▸ Referring expression data:
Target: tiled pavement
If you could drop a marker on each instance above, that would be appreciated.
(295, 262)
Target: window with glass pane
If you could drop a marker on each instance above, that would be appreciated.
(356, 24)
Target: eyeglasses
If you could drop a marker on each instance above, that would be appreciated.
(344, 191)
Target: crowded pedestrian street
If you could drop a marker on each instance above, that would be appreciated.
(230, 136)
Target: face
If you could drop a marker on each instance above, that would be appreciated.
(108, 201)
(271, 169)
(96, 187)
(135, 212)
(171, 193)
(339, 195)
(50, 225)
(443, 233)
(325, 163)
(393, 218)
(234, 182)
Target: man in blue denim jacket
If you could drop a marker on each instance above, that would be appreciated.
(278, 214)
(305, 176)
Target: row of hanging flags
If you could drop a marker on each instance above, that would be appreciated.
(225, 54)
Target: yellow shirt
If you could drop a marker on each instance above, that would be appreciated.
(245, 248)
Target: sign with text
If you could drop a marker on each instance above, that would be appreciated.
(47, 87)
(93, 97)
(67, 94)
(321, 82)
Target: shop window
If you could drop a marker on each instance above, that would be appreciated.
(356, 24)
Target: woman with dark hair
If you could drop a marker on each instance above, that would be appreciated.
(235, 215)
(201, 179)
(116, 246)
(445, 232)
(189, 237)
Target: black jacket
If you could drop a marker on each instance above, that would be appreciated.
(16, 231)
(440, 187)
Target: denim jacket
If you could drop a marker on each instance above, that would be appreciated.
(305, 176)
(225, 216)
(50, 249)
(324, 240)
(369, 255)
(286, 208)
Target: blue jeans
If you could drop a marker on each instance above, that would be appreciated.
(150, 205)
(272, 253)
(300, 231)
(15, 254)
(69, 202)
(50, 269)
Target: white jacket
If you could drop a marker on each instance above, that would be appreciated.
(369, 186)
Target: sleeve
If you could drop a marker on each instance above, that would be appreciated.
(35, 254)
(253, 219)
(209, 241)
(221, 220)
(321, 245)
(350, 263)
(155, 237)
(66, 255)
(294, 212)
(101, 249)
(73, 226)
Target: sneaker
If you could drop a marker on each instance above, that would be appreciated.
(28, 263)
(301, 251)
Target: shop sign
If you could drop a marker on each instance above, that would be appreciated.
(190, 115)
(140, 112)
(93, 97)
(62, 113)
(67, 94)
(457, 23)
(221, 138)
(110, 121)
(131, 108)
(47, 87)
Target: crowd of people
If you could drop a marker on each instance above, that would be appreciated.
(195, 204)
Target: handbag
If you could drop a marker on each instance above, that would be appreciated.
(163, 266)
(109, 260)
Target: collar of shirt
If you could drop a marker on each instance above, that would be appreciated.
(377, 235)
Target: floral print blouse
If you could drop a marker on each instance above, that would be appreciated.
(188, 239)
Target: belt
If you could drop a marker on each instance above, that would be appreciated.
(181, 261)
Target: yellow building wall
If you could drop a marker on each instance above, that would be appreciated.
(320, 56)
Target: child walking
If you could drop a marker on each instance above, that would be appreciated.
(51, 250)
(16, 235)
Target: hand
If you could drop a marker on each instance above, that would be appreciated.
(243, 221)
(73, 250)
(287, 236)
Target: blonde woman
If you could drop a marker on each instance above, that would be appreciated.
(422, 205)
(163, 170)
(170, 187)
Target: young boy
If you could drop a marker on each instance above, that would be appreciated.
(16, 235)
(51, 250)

▸ WHAT IS BEING ASKED: All that belongs in the answer is the run of lines above from the line containing "Target: blue jeans" through the line containing "Target: sleeve", exactly as written.

▸ FINISHED EXERCISE:
Target: blue jeans
If you could drop a marker on each instance above, that would be appreciated.
(150, 205)
(272, 253)
(300, 231)
(15, 254)
(69, 202)
(50, 269)
Target: white jacket
If you could drop a marker on each instance above, that would be appreciated.
(369, 186)
Target: sleeve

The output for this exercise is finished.